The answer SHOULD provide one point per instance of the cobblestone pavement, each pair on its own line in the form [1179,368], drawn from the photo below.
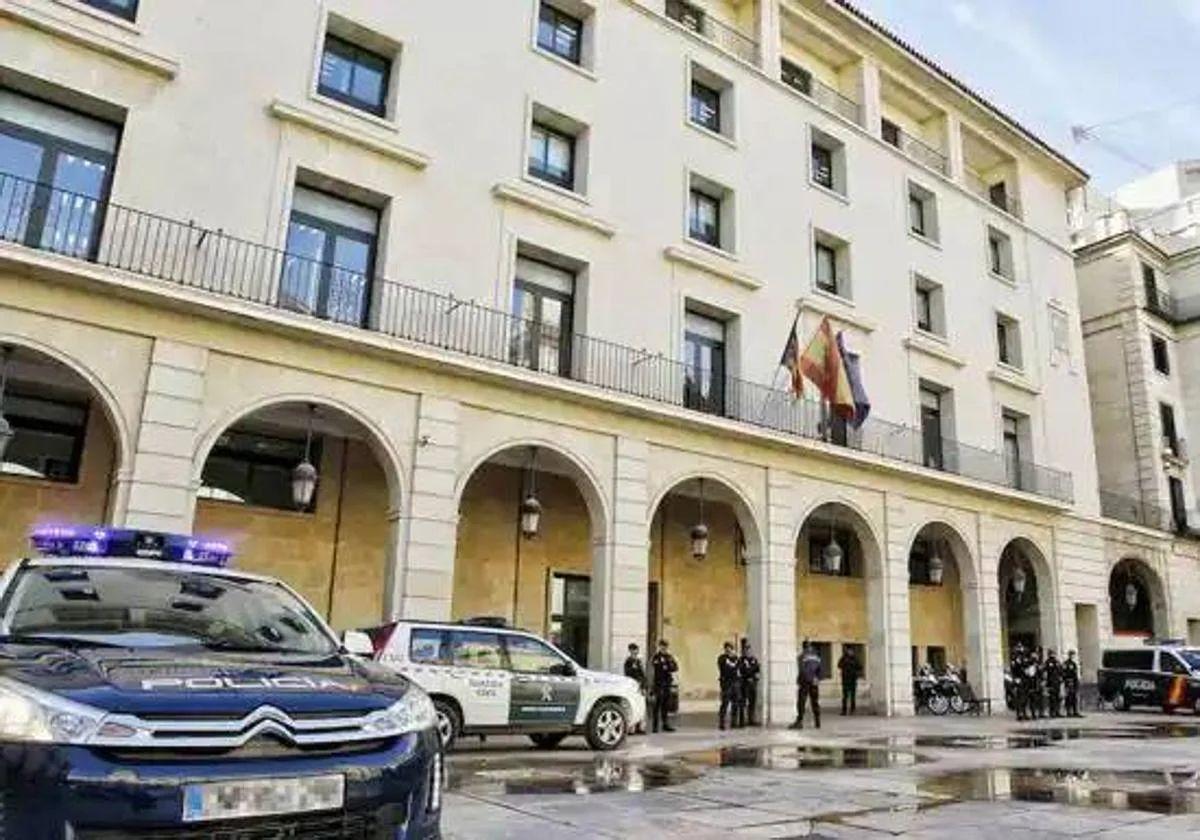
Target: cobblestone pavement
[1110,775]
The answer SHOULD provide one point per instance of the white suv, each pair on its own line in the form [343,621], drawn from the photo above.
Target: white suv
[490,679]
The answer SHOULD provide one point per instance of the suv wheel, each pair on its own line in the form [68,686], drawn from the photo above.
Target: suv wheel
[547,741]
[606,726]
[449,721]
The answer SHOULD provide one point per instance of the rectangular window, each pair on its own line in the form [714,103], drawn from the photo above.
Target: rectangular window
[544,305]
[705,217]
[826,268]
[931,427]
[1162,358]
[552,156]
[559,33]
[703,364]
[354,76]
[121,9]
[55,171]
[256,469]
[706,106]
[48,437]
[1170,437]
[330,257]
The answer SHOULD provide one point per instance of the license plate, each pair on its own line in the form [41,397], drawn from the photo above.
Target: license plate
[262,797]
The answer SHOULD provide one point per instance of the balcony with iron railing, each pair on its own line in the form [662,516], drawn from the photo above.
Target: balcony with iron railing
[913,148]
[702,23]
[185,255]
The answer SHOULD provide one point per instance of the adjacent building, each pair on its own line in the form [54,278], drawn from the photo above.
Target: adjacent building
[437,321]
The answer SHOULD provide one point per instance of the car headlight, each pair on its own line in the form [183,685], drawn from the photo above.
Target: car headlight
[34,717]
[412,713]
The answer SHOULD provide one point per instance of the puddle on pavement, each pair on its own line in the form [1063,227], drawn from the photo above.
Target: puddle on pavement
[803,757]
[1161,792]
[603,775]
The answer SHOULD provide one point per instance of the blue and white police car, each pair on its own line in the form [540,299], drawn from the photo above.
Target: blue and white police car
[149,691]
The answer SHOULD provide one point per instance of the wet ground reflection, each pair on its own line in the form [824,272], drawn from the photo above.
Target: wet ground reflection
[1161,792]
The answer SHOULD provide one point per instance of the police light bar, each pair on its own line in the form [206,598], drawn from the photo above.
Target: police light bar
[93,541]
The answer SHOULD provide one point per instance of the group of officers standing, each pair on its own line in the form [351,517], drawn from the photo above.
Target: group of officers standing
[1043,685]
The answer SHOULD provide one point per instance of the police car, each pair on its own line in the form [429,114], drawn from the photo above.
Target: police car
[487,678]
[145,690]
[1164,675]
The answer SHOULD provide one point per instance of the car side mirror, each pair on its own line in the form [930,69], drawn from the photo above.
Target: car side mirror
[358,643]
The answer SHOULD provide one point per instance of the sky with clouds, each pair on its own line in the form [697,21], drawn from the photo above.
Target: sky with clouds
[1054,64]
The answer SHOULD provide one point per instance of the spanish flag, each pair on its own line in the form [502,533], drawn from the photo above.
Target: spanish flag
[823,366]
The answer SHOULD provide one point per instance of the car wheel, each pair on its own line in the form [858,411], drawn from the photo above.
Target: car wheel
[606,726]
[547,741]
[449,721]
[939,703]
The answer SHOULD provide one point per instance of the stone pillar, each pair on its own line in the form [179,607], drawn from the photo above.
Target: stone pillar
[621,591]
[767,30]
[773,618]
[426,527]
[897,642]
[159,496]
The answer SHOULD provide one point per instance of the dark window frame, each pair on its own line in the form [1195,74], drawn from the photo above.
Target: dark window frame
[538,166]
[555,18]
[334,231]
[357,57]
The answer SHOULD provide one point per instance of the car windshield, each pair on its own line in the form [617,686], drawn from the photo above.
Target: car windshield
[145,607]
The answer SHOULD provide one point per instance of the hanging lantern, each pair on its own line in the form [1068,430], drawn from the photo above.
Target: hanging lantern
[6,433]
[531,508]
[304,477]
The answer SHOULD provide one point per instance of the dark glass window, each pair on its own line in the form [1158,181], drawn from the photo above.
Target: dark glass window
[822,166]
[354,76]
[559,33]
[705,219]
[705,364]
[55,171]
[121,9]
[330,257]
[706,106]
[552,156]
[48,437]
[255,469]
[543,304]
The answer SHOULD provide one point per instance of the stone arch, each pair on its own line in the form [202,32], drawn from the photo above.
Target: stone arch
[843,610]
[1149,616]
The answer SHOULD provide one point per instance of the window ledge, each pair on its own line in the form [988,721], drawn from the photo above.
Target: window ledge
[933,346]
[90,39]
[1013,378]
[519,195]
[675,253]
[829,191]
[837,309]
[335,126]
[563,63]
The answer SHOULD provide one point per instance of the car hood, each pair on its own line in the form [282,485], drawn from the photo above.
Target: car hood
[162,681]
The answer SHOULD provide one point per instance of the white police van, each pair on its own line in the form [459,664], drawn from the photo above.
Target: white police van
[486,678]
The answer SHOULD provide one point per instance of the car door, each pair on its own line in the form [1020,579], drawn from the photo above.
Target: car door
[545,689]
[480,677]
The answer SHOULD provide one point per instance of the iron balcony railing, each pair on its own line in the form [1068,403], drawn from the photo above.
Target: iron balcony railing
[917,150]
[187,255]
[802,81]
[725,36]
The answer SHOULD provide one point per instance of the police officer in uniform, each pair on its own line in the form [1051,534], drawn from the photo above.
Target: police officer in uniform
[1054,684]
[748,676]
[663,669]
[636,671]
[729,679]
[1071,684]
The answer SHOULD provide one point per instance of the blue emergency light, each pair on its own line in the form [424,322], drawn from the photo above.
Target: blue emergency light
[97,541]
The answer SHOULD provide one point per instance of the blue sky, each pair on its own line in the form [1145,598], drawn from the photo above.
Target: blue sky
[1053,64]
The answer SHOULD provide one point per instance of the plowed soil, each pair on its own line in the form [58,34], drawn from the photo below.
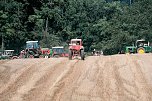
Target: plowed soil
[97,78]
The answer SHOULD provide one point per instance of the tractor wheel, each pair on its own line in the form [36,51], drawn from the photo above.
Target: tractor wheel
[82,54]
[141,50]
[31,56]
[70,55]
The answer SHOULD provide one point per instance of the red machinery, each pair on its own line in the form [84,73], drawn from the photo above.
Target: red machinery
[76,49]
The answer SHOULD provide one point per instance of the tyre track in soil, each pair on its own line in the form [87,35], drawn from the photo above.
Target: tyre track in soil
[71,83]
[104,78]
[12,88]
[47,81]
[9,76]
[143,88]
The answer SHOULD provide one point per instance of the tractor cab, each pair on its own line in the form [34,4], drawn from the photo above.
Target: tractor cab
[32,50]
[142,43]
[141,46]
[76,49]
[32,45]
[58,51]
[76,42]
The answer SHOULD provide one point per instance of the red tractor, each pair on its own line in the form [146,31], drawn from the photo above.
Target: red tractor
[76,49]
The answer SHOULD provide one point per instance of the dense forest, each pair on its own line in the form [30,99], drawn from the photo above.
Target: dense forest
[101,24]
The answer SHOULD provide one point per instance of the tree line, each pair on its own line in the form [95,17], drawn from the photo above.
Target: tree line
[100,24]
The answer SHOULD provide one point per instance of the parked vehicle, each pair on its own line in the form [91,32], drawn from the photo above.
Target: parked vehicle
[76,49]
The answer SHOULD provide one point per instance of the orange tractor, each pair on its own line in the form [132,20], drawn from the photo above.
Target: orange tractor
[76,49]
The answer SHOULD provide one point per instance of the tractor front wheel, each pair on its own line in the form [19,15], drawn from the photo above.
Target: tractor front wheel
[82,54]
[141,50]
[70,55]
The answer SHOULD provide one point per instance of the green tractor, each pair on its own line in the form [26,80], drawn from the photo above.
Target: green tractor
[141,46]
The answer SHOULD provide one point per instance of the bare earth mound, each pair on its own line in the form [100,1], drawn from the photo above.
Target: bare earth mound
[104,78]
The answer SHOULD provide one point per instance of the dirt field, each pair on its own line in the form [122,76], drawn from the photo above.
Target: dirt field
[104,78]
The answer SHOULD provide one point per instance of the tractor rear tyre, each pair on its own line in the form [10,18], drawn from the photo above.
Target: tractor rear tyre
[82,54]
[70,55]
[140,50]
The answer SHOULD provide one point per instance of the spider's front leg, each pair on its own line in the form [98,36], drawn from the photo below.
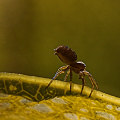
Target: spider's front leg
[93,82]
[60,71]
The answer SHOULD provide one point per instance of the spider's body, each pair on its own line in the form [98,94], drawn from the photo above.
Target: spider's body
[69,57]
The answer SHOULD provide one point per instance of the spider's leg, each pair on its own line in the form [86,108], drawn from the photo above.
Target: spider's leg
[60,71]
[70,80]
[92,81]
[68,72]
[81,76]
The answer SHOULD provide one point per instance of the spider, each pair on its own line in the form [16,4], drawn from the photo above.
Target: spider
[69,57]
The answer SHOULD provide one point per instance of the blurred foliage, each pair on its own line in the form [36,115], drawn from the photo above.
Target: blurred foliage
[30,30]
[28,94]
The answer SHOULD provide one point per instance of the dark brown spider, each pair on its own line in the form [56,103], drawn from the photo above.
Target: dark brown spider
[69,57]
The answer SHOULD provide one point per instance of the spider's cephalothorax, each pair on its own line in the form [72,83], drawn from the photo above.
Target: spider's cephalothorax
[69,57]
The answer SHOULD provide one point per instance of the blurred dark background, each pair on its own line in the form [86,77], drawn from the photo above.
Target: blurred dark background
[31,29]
○ ○ ○
Once you have found every line above holding the word "below", copy those lines.

# [Result of this exercise]
The answer SHOULD provide one point per instance of the cobblestone pavement, each pair on its own line in the form [1179,368], drawn from the photo below.
The answer SHOULD provide one point per instance of the plowed soil, each pair on its own line in the form [58,34], drawn from the photo below.
The answer SHOULD provide one point per instance of the spider's front leg, each pair on its own line in the form [98,36], drawn from the photo below.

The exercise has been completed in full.